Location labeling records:
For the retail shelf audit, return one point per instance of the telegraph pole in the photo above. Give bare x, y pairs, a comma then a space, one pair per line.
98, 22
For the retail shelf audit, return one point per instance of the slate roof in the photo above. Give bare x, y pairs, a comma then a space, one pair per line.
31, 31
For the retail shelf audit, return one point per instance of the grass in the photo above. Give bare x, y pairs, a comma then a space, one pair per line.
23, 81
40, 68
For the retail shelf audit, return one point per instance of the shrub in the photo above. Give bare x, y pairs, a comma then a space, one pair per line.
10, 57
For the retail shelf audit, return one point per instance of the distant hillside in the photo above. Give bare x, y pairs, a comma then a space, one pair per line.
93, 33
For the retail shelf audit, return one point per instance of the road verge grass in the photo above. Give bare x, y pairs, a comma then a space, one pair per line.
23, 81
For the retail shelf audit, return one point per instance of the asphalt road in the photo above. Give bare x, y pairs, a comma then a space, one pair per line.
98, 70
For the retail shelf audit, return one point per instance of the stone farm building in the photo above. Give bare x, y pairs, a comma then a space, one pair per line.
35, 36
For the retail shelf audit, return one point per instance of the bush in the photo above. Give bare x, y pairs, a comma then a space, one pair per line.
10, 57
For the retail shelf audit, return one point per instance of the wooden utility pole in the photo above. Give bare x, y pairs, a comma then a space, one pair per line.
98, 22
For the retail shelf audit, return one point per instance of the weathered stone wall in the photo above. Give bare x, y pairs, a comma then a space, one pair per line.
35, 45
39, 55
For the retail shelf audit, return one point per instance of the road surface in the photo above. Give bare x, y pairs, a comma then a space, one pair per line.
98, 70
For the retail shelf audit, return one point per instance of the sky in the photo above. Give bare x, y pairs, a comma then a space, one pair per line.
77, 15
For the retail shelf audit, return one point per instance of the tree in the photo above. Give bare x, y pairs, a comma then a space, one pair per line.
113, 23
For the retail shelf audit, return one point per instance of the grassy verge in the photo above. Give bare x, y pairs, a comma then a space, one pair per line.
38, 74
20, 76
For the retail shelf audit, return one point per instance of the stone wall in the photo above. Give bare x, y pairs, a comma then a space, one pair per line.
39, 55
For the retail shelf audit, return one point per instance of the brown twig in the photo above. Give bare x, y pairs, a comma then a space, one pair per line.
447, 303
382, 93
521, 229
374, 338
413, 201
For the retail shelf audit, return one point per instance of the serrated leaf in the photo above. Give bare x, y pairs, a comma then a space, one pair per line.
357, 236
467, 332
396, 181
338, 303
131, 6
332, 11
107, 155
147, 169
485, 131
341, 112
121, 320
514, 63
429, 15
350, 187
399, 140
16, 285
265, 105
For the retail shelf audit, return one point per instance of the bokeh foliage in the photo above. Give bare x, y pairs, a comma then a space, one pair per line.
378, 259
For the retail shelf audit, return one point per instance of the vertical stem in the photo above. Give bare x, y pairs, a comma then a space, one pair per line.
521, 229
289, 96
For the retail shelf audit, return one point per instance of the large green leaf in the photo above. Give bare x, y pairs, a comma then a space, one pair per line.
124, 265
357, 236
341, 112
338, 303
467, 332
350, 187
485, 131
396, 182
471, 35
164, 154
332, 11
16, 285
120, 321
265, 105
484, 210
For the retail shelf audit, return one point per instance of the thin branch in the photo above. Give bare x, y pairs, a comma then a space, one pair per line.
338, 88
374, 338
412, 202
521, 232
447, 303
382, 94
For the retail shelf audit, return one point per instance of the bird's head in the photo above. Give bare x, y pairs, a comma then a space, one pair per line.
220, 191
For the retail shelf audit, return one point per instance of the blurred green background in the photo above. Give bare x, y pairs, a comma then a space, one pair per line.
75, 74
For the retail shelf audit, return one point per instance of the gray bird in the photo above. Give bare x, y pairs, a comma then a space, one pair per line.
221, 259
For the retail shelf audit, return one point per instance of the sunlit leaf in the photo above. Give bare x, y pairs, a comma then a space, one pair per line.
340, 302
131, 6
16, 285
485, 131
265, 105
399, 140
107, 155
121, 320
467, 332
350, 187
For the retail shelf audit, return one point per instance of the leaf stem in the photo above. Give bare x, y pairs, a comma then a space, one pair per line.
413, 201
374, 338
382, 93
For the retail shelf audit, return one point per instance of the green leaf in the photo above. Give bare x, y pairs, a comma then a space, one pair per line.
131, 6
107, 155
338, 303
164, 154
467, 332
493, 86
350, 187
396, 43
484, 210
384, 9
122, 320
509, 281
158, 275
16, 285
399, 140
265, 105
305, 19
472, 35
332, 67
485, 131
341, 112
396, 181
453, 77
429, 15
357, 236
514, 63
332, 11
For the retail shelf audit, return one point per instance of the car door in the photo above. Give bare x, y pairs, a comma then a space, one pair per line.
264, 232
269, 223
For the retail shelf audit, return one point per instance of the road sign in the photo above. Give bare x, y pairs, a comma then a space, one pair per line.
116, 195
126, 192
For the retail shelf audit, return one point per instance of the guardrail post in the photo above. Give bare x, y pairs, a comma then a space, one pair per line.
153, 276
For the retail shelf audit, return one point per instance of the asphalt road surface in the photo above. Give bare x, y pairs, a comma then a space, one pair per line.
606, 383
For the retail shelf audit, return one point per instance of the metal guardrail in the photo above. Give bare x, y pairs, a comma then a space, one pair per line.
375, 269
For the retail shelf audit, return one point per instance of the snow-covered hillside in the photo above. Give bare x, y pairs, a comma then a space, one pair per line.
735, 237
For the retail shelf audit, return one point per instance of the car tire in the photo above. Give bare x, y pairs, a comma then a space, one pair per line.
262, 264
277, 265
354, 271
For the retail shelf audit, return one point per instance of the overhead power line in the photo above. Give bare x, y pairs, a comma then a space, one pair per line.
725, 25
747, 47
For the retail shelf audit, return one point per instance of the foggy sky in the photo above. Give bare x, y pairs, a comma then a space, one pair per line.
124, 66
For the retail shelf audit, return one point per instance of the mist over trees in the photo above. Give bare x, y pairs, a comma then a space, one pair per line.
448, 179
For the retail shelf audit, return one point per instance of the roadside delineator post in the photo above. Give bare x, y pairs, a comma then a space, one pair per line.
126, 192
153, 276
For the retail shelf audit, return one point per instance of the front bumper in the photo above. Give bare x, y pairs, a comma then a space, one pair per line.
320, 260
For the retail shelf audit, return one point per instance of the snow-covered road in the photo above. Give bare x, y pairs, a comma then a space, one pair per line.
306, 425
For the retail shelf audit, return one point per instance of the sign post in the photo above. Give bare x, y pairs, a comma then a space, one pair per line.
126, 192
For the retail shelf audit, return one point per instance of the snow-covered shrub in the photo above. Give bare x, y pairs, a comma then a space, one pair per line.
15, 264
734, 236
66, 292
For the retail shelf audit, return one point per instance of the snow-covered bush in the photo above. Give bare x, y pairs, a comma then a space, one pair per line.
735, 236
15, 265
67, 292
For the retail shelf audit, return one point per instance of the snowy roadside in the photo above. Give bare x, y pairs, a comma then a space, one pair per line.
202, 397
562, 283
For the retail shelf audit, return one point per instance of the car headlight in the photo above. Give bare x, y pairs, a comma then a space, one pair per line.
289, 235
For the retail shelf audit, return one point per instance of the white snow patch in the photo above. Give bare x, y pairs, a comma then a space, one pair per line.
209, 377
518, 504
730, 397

» **What you should do**:
Output all of the material, please, exactly as it stands.

» **Result for this exercise**:
For the retail shelf audit, return one point per instance of the telegraph pole in the photo above. Give bare x, y pairs, a comma then a space, one pair per line.
98, 22
For the retail shelf audit, return one point per instance of the slate roof in the photo above. Give bare x, y pairs, a comma then a space, one pair per line.
31, 31
For the retail shelf audit, return one point per instance of the grass in the photo above. Give bare x, y pairs, a comma then a space, one pair per line.
23, 81
40, 68
For the retail shelf audit, return one point per instance of the shrub in the photo above. Give bare x, y pairs, a comma then a space, one pair per line.
10, 57
For the retail shelf audit, return one point per instance of the distant hillside in the photo above. Give bare x, y pairs, a comma then a space, one pair per line.
93, 33
For the retail shelf audit, return one point per instance of the road verge grass in the photo above. Give bare x, y pairs, a comma then a space, one pair per line.
23, 81
For the retail shelf audit, return one point per instance of the asphalt road in the photo above. Give bare x, y pairs, a comma then a space, one pair per line.
98, 70
For the retail shelf audit, return one point per instance of the stone farm building in the photo above. Give bare x, y pairs, a comma then a space, one pair per line.
35, 36
For the retail shelf audit, return one point per instance of the bush in the photo above. Give bare x, y pairs, a comma then a space, one pair per line.
10, 57
For the retail shelf audit, return one point per instance of the wooden utility pole in the photo above. Give bare x, y pairs, a comma then a space, one pair per line.
98, 22
For the retail shelf audit, return one point per instance of the weathered stone wall in the photo above. Give bare x, y pairs, a comma then a space, one pair per line.
35, 45
39, 55
For the retail shelf audit, return one point per instance of the road surface in the photo above. Give bare x, y pairs, a comma then a space, one pair per line.
98, 70
For the retail shelf audit, return one point per instance of the sky in the photo above. Give bare x, y pairs, a comma then a space, one pair per line.
77, 15
For the retail shelf audit, return one point per instance of the tree in the photo above. Give bare x, y pairs, a comma then a space, one pair per line.
113, 23
For the retail shelf audit, return one point per instance of the grassy verge in the photo above. Give bare x, y pairs, a comma then a space, one pair per line.
38, 74
20, 76
For the retail shelf audit, return one point per instance of the stone wall in the photo above. Give bare x, y pairs, a comma then a space, one pair per line.
39, 55
For the retail shelf audit, return one point per instance of the brown twig in the photo above. Give bare x, y pairs, a comma then a space, one pair per line.
447, 303
382, 93
521, 229
374, 338
413, 201
For the retail shelf audit, return one point per instance of the serrated leaf in the photo above. Give bare x, y pairs, a comma then a space, one pair per line.
357, 236
467, 332
396, 181
338, 303
131, 6
332, 11
107, 155
147, 169
485, 131
341, 112
121, 320
514, 63
429, 15
350, 187
399, 140
16, 285
265, 105
For the retail shelf audit, return one point per instance of the bokeh foliage in the photo above. Give bare x, y pairs, a comma then a space, one pair per line.
378, 259
For the retail shelf audit, return one point per instance of the vertical stem in the photo above. Give bare x, y pairs, a comma then a space, one pair per line.
521, 229
289, 96
For the retail shelf audit, return one point per instance of the large green leaf in the photo above. Give bare x, y pairs, a comma then a space, one pair per line.
124, 265
357, 236
341, 112
338, 303
467, 332
350, 187
485, 131
396, 182
471, 35
164, 154
332, 11
16, 285
120, 321
265, 105
484, 210
For the retail shelf audit, return one point per instance of the thin branch in the photo above. Give bare x, y pairs, a comma then a space, one pair per line.
338, 88
374, 338
412, 202
521, 232
447, 303
382, 94
For the retail shelf audit, return one point per instance of the bird's head in the photo above. Give bare x, y pairs, a comma then a space, one pair per line.
220, 191
For the retail shelf audit, return one point per instance of the blurred green background in the photo above. Give bare x, y pairs, a comma then a space, one pair per line.
75, 74
For the retail shelf audit, return one point per instance of the gray bird in the photo above. Give bare x, y pairs, a comma then a space, one pair per line.
221, 259
For the retail shelf audit, return one point per instance of the sunlit leaf in the photo above. Give bare x, y pairs, a comma then a space, one pair per line.
340, 302
131, 6
16, 285
485, 131
265, 105
399, 140
107, 155
121, 320
467, 332
350, 187
For the retail shelf audit, return one point per instance of the leaf stem in the photo above. Give bare x, y pairs, a comma then a space, one pair per line.
413, 201
374, 338
382, 93
For the retail shelf audit, return one point per instance of the green leaf in the photo above. Give bare x, y pairs, a comma then a space, one pair per line.
131, 6
107, 155
338, 303
164, 154
467, 332
493, 86
350, 187
396, 43
484, 210
384, 9
122, 320
509, 281
158, 275
16, 285
399, 140
265, 105
305, 19
472, 35
332, 67
485, 131
341, 112
396, 181
453, 77
429, 15
357, 236
514, 63
332, 11
For the retail shelf audit, return one point per instance of the car door in the photo above. Give bare x, y pairs, a comma then a space, one pair per line.
264, 232
269, 223
For the retail shelf audit, return one point per instance of the road sign in the photo above. Give bare x, y pairs, a comma then a space, one pair per line.
116, 195
126, 192
For the retail shelf audit, return one point per instance of the guardrail post in the photo above. Give bare x, y pairs, a comma then a space, one pair per line.
153, 276
For the retail shelf audit, return one point per instance of the asphalt road surface in the photo above. Give bare x, y pairs, a comma then a space, one pair per line.
606, 383
For the retail shelf audit, return one point per instance of the metal guardrail in the photo above. Give bare x, y pairs, a comma then a space, one pair per line.
375, 269
For the retail shelf audit, return one point per instance of the snow-covered hillside in the photo above. Give bare x, y pairs, a comma then a space, one pair per line.
735, 237
For the retail shelf audit, return one point per instance of the car tire in the photo above. Give bare x, y pairs, a comma then a space, one pair per line.
262, 264
277, 265
354, 271
For the retail shelf audit, return one point per instance of the overhead power line in the photo above. Give bare x, y pairs, a comma then a space, one pair per line.
725, 25
747, 47
For the retail shelf audit, return one point per instance of the foggy sky in the photo above. Give bare x, y pairs, a comma then a space, one pair per line.
124, 66
For the retail shelf audit, return one point per instance of the mist over trees in the photo above. Give bare x, y pairs, a comma then a space, one pair per line.
448, 179
For the retail shelf audit, return one point per instance of the roadside delineator post in the photo above. Give bare x, y pairs, a comma then a space, one pair per line.
126, 192
153, 276
For the retail shelf audit, return one point per instance of the front bumper in the photo above. Give bare x, y pairs, a comma then a space, one pair per line.
320, 260
For the retail shelf audit, return one point per instance of the snow-covered road in the photo above. Give bare x, y pairs, a comma then a space, one pair per line.
306, 425
For the retail shelf audit, return one point per instance of the sign post in the photo above. Give bare x, y pairs, a comma then a space, one pair per line.
126, 192
For the retail shelf audit, return one point per instance of the snow-covered shrub in the photo above. Give bare x, y pairs, a comma then a space, one pair per line.
15, 264
734, 236
66, 292
For the retail shelf audit, return one point per instance of the snow-covered bush in the photo above. Give bare x, y pairs, a comma then a space, one pair per line.
735, 236
15, 265
67, 292
For the retail shelf audit, return one point per instance of the snowy roadside in the photo above. Give bare x, y pairs, a comma then a space, one pair per line.
202, 397
562, 283
For the retail shelf audit, return one point per instance of the car headlight in the photo above. Give bare x, y pairs, a comma then a space, one pair per line.
289, 235
For the retail shelf audit, return one point per instance of the white snow patch in the photo above. Give bare x, y pairs, a comma then a space, one pair per line.
209, 377
518, 504
730, 397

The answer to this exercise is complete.